• **Your goal**: Could you pull every line of the material below and reproduce it verbatim, without changing anything?

• **Provided records**:
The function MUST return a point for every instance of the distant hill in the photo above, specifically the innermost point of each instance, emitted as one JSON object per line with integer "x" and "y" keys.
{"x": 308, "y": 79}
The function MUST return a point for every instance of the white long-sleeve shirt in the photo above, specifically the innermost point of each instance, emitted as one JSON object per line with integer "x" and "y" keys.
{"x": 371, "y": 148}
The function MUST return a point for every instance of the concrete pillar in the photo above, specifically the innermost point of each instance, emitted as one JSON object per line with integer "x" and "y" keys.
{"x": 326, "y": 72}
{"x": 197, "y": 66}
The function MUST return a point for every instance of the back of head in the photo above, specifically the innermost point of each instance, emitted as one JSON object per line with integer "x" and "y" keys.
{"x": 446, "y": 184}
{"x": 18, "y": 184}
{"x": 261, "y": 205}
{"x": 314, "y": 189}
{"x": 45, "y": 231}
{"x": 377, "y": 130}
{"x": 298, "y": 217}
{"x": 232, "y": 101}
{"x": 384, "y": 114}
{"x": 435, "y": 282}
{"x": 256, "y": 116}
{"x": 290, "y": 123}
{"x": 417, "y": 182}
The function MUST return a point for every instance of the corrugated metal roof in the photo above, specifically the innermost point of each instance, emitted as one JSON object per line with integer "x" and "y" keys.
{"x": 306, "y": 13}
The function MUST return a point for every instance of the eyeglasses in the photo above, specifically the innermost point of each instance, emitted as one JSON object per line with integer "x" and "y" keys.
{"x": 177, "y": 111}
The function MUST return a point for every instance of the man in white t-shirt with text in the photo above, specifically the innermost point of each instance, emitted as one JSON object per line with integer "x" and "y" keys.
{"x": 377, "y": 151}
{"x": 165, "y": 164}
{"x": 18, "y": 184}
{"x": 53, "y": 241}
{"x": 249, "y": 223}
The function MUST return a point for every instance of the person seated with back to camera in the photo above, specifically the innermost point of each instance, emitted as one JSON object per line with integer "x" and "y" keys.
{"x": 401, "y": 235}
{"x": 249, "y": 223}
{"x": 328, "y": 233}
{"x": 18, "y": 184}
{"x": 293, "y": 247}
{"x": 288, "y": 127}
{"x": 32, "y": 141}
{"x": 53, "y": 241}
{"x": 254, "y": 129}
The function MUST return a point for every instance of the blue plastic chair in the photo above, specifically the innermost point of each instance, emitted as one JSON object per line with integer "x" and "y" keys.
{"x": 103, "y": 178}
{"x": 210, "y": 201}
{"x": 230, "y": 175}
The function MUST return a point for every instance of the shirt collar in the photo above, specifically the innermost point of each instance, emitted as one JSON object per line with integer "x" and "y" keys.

• **Written response**:
The function MUST return a point for every instance of the distant hill in the photo above, specifically the innermost point of each instance, emitted as one JSON object per line with integer "x" and "y" keys.
{"x": 308, "y": 79}
The function MUST return a point for every instance of the white long-sleeve shirt in the photo above, specifically the innermost point of each instance, emitted as one JSON object per line with integer "x" and "y" keys.
{"x": 371, "y": 148}
The function MUST return a point for every instance of the concrete pillar in the photo above, specifically the innermost point of each instance, emitted as one JSON object per line with integer "x" and "y" keys.
{"x": 326, "y": 72}
{"x": 197, "y": 66}
The function MUST return a point for every instance of the back of head in the photo above, specifically the innermost point of each instance, emitted as one JSON object per line with integer "x" and "y" keys.
{"x": 446, "y": 184}
{"x": 18, "y": 184}
{"x": 261, "y": 205}
{"x": 314, "y": 189}
{"x": 45, "y": 231}
{"x": 377, "y": 130}
{"x": 298, "y": 217}
{"x": 232, "y": 101}
{"x": 384, "y": 114}
{"x": 435, "y": 282}
{"x": 256, "y": 116}
{"x": 290, "y": 123}
{"x": 417, "y": 182}
The function MUST return a point for every instance of the corrugated metal roof in the photo above, specifically the innermost point of each instance, emitted as one JSON object per line with integer "x" and "y" keys.
{"x": 306, "y": 13}
The function MUST return a point for every instance of the eyeglasses in the photo above, specifically the innermost point of each instance, emitted as one JSON object per line with integer "x" and "y" keys.
{"x": 177, "y": 111}
The function MUST return a point for every instance of the man in white t-shirt with text in the photo above, specifically the innermost point of each instance, emitted as one JSON object per line with integer "x" and "y" keys.
{"x": 377, "y": 151}
{"x": 165, "y": 164}
{"x": 18, "y": 184}
{"x": 53, "y": 241}
{"x": 249, "y": 223}
The function MUST return a point for every instance of the person seated with back to camera in the photo above, specifically the innermost point of each instance, emitted as one JSON object per line with integer "x" and "y" keys.
{"x": 401, "y": 235}
{"x": 249, "y": 223}
{"x": 328, "y": 233}
{"x": 18, "y": 184}
{"x": 293, "y": 247}
{"x": 288, "y": 127}
{"x": 32, "y": 141}
{"x": 53, "y": 241}
{"x": 254, "y": 129}
The function MUST return a point for every instance of the blue plastic chair in the photo above, specifically the innermost point of each instance, emitted as one JSON object per line with integer "x" and "y" keys.
{"x": 103, "y": 178}
{"x": 210, "y": 201}
{"x": 230, "y": 175}
The function MUST return a point for every instance of the shirt collar in the photo above, specifically the innermost point of each instance, emitted as one JSON object per line with integer "x" and "y" keys.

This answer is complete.